╭──
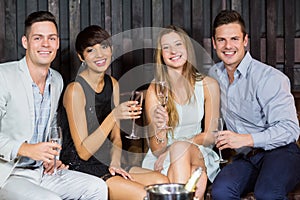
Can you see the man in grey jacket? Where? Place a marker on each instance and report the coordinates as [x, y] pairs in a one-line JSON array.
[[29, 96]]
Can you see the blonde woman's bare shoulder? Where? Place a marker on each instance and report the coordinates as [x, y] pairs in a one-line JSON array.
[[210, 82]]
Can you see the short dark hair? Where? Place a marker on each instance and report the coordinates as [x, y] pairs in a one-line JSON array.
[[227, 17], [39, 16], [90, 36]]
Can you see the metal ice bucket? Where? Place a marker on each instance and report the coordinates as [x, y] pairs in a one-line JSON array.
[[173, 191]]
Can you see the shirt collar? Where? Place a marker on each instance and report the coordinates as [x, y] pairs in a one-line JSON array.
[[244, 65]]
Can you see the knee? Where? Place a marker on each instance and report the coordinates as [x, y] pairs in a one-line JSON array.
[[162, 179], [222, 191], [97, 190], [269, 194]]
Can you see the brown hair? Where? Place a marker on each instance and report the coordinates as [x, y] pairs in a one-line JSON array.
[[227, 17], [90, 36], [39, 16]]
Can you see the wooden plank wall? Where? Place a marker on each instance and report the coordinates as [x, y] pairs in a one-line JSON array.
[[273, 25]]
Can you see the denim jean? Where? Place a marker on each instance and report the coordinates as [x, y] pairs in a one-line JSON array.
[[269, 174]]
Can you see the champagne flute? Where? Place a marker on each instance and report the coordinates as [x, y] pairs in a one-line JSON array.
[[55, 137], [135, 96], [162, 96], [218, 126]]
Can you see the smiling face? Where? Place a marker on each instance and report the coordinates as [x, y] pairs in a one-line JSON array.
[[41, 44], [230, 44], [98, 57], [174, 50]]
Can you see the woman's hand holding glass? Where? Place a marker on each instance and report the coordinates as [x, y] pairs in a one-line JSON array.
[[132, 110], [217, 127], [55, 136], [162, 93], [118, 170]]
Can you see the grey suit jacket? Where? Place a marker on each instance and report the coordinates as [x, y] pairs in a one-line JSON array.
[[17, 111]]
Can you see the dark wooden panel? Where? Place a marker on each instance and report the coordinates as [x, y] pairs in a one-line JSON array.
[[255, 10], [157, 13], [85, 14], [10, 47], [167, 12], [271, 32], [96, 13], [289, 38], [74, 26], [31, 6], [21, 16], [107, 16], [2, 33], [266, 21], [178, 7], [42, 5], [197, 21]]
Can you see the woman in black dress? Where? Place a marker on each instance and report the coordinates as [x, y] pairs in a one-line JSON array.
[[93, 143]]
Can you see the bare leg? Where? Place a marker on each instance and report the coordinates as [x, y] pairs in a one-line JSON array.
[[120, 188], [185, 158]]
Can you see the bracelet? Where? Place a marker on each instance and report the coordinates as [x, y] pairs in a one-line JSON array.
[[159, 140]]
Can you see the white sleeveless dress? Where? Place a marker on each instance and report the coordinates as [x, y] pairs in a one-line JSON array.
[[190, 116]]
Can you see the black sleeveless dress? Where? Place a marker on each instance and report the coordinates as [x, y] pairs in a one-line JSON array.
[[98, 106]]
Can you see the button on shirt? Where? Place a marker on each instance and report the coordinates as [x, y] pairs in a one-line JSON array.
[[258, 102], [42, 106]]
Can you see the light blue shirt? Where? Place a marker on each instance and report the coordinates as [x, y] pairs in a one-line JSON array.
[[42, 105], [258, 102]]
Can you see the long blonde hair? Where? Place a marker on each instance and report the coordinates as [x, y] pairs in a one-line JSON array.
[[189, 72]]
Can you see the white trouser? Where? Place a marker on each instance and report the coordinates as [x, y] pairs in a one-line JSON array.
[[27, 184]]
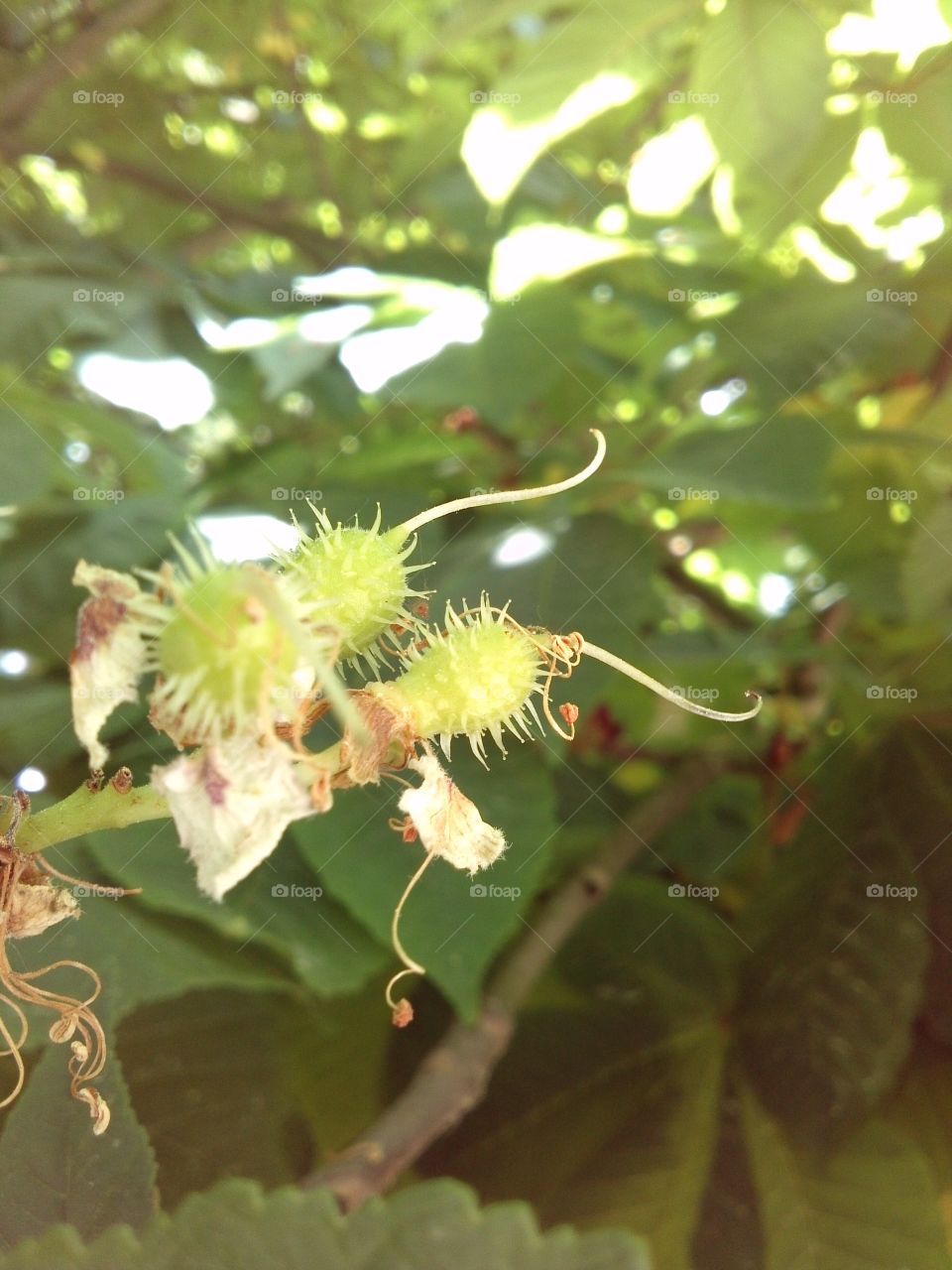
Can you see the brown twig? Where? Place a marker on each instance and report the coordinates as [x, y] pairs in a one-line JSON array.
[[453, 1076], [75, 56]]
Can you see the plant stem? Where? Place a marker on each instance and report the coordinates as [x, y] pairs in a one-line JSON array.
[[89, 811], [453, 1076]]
╰──
Task goal: Print every line from the one containing "Can you see the light" down to the one containing "[[27, 184]]", including both of those lines, reproduced verbatim.

Answer for this exercise:
Can you see the light blue shirt? Where? Place a marker on each instance and report the coordinates as [x, y] pairs in a one-line JSON array.
[[42, 105], [258, 102]]
Can you see the long blonde hair? Where? Place a marker on each instance and report the coordinates as [x, y] pairs in a one-line JSON array.
[[189, 72]]
Can you see the white trouser? Where? Place a marker on each instance and report the coordinates as [x, y] pairs in a one-line JSON array.
[[27, 184]]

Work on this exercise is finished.